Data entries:
******************************

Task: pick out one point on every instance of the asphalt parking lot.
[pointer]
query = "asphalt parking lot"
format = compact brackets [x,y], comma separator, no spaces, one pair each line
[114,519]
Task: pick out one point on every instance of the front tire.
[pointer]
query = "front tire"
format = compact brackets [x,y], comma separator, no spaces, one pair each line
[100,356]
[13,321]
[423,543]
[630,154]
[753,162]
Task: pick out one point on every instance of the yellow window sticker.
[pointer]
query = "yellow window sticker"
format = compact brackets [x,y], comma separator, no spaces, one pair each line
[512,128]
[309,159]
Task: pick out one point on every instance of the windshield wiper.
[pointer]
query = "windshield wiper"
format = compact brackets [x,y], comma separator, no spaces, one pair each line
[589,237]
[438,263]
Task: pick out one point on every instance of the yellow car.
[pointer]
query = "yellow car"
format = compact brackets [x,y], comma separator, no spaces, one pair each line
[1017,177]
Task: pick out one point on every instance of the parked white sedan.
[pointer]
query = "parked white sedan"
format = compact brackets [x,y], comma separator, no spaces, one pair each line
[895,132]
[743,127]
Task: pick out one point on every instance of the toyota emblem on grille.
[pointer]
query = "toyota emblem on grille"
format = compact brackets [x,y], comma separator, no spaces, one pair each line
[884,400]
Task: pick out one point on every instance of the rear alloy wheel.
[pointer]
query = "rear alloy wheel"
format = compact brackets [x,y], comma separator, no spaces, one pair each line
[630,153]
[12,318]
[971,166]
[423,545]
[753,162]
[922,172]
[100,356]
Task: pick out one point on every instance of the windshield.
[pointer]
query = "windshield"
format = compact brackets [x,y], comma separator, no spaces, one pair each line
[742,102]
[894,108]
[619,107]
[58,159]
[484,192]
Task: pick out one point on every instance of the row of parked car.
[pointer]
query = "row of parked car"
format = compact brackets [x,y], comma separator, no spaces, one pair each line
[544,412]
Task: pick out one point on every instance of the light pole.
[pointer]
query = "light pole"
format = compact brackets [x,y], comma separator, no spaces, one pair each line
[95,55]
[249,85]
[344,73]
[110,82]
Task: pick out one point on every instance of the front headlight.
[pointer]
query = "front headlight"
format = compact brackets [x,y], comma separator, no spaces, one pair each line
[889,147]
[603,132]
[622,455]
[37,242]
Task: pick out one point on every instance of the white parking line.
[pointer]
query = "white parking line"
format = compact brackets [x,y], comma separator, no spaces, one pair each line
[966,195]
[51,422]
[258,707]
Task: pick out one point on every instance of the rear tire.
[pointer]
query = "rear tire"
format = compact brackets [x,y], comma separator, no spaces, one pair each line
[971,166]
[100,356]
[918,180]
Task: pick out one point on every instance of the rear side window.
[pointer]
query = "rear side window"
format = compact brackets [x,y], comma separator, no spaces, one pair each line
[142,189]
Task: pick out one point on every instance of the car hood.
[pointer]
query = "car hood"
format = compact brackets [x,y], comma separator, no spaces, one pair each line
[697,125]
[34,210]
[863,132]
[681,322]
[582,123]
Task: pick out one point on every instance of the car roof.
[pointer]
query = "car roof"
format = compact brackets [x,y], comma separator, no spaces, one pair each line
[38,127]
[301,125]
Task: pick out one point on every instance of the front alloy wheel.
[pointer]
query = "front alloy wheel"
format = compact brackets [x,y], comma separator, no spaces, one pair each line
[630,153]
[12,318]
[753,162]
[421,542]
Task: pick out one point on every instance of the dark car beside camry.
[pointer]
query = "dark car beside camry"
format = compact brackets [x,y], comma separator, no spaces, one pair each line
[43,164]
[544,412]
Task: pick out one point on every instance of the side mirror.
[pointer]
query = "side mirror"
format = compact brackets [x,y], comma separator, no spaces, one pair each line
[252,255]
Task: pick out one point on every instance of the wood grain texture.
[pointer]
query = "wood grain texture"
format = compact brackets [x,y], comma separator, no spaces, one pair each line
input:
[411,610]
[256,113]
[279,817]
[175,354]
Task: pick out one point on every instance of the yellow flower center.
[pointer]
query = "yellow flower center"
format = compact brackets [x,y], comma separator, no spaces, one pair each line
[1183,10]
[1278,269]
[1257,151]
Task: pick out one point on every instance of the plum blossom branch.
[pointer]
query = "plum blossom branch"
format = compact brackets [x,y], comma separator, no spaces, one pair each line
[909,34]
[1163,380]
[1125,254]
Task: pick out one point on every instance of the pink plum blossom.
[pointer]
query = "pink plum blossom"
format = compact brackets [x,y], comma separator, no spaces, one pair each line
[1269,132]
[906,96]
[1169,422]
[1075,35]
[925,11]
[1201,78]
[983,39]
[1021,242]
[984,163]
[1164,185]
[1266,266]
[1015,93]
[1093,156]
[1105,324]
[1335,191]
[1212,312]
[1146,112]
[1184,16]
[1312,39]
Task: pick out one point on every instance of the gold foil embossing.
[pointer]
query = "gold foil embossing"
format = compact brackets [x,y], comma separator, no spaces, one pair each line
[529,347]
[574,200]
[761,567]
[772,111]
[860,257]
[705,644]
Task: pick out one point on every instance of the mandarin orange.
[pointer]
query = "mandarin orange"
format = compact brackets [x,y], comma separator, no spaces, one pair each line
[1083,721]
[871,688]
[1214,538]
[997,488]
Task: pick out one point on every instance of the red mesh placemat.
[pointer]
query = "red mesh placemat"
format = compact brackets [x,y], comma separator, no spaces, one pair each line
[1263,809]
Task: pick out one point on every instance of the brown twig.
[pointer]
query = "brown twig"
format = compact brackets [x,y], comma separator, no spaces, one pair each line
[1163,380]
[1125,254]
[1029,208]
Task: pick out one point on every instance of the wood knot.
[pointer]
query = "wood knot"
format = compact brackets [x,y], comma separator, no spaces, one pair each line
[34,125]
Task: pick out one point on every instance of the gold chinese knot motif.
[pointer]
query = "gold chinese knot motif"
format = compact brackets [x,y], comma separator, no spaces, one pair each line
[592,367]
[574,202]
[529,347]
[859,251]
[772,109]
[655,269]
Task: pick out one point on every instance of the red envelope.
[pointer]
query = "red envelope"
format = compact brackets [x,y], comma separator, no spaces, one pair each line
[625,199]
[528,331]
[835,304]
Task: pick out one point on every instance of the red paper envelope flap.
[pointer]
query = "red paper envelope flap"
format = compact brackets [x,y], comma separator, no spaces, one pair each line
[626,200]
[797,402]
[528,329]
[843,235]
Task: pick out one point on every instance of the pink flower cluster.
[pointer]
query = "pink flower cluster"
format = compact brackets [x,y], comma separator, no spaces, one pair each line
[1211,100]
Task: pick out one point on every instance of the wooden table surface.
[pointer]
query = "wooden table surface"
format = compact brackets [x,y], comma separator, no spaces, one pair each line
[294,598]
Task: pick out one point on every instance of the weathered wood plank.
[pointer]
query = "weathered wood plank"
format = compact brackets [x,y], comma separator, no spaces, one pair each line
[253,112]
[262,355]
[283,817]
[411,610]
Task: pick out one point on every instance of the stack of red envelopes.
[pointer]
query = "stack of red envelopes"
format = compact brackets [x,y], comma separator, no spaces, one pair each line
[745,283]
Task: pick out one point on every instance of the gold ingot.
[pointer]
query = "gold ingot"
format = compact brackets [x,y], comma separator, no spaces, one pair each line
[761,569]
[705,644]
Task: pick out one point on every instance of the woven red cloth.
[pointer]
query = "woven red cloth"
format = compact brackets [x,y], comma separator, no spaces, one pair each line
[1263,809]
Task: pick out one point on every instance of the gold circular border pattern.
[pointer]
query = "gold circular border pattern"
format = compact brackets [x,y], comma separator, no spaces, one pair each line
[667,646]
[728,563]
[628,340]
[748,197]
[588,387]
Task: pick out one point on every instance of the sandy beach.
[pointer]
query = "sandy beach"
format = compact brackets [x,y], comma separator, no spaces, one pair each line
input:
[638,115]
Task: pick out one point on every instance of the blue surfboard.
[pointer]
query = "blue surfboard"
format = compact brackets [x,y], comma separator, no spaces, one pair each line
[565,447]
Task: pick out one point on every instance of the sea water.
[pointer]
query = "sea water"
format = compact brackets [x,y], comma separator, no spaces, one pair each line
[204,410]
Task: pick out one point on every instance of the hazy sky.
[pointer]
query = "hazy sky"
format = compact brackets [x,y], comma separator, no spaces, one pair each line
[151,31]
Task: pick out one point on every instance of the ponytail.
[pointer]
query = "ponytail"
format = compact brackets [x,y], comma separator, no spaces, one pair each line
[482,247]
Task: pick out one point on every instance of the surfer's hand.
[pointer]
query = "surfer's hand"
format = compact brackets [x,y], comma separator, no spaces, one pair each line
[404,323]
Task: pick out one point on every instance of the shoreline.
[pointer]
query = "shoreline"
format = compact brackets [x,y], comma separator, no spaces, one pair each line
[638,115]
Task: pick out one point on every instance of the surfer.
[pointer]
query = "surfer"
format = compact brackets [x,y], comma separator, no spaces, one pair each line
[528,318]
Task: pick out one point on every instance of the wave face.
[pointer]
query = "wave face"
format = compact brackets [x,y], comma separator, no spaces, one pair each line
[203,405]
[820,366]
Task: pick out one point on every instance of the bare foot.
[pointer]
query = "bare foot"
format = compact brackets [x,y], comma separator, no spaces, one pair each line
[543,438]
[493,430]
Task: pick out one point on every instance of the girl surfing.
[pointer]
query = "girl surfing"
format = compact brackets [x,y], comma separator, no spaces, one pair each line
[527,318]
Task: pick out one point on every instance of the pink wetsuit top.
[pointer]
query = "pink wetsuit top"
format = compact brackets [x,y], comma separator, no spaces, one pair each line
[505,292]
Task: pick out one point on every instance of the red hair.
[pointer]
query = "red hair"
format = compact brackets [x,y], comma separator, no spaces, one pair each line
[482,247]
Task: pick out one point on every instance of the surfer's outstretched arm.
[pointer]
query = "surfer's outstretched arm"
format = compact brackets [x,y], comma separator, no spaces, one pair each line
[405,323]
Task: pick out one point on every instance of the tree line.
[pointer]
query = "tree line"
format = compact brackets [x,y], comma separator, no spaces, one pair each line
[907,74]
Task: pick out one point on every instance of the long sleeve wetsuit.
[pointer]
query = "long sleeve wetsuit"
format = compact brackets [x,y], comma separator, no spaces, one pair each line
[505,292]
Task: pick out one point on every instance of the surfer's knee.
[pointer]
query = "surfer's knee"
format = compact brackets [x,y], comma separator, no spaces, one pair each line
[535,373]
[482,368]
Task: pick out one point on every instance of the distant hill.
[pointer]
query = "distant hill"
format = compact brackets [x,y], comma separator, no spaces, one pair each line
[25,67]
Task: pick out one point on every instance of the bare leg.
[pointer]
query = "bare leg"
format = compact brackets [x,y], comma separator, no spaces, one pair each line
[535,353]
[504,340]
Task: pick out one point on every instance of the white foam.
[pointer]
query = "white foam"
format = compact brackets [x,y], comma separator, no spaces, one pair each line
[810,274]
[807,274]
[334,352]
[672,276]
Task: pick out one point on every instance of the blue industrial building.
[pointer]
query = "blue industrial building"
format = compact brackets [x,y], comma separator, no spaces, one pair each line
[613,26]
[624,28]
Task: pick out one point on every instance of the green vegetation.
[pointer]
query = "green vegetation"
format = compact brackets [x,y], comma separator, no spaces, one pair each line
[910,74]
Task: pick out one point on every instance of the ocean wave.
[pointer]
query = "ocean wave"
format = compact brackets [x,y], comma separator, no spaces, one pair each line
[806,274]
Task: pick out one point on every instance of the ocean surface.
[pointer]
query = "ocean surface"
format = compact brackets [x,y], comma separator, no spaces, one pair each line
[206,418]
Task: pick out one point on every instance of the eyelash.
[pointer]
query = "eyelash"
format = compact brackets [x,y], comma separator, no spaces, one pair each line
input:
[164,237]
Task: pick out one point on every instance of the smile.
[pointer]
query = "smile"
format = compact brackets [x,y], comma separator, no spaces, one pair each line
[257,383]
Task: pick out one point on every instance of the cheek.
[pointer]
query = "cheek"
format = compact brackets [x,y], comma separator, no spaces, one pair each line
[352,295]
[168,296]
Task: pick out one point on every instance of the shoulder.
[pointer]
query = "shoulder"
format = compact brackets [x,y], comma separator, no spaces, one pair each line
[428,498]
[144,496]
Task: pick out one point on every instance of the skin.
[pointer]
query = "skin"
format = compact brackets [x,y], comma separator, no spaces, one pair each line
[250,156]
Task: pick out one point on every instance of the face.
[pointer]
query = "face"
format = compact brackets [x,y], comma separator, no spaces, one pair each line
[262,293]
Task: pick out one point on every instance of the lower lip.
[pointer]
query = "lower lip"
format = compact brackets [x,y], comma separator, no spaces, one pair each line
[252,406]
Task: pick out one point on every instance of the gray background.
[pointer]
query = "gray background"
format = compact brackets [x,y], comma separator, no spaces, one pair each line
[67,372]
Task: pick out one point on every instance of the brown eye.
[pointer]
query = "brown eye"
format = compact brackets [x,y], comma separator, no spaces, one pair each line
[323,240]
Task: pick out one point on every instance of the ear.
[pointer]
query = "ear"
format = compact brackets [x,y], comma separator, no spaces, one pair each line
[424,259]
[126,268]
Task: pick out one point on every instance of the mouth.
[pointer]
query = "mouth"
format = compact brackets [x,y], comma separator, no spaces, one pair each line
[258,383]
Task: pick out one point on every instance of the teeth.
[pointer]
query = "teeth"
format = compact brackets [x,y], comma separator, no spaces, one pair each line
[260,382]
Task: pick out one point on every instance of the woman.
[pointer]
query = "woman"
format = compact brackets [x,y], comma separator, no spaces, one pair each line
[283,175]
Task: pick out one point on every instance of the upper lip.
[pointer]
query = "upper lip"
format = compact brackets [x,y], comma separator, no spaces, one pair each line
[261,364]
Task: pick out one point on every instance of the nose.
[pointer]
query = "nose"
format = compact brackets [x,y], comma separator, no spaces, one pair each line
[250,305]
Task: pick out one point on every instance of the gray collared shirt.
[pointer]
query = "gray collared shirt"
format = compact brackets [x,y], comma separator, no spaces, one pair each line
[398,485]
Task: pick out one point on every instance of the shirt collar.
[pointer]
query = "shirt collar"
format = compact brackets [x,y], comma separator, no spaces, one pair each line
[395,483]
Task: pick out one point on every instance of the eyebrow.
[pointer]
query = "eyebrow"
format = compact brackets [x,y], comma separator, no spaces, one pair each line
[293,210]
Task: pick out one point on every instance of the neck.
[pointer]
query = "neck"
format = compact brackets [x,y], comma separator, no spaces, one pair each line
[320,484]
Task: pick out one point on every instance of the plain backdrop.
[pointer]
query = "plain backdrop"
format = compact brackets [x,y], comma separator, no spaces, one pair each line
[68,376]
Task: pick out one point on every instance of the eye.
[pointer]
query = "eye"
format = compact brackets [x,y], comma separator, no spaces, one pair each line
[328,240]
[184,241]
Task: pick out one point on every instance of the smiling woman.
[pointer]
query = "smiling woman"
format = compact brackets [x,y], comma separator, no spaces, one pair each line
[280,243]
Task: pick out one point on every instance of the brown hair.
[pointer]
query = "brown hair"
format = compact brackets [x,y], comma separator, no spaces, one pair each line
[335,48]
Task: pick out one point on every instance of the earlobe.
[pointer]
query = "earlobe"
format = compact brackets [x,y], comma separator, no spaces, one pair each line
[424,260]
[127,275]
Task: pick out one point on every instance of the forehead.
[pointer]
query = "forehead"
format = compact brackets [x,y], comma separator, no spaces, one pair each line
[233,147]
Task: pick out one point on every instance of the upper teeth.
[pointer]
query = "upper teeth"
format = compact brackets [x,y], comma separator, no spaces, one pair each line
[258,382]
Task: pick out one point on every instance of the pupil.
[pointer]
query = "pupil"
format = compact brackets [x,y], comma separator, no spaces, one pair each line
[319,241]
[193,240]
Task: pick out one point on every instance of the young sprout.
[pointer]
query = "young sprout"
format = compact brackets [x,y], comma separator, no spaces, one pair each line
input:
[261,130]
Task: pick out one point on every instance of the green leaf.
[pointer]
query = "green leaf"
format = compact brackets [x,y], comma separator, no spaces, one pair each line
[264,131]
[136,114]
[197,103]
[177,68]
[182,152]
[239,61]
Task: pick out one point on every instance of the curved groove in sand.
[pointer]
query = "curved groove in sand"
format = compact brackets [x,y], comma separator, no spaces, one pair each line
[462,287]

******************************

-- WHAT YOU HAVE TO DO --
Reproduce the records above exactly, starting with the line that contains "Task: pick out one point on every instance of the smiling" and ending with the last line.

-- WRITTEN ANSWER --
Task: pick out one point on every instance of the smiling woman.
[pointer]
query = "smiling woman"
format = compact brackets [x,y], comma separator, no spaces, one pair each line
[280,243]
Task: pick out one point on every instance of the brown hair.
[pointer]
query = "brown hair"
format = compact brackets [x,y], comma separator, no spaces, one pair each line
[335,48]
Task: pick out one point on every instance of the earlobe.
[pointer]
query = "earlobe"
format = compact brackets [x,y], comma separator, no spaces, one pair each line
[424,260]
[127,275]
Task: pick out one point on every instance of the forehead.
[pointer]
query = "forehead"
format = compact brackets [x,y], comma separator, no spaces, one pair each line
[233,147]
Task: pick out one point on every instance of the upper teeth.
[pointer]
query = "upper teeth"
format = compact brackets [x,y], comma separator, no spaces, one pair each line
[258,382]
Task: pick out one point on every instance of the pupil.
[pointer]
query = "pupil"
format = compact brackets [x,y], comma separator, no spaces, one pair each line
[319,241]
[193,240]
Task: pick out one point on every instance of the young sprout.
[pointer]
query = "young sprout"
format = compact brackets [x,y], comma separator, no spaces, one pair each line
input:
[261,130]
Task: pick out one point on every instance of the green leaf.
[pointer]
query = "green leaf"
format = compact brackets [x,y], comma separator, no spaces, one pair each line
[264,131]
[136,114]
[197,103]
[177,68]
[182,152]
[239,61]
Task: pick out one point on every instance of the curved groove in sand.
[pointer]
query = "curved groove in sand"
format = compact brackets [x,y], comma separator, no spaces, one pair each line
[462,287]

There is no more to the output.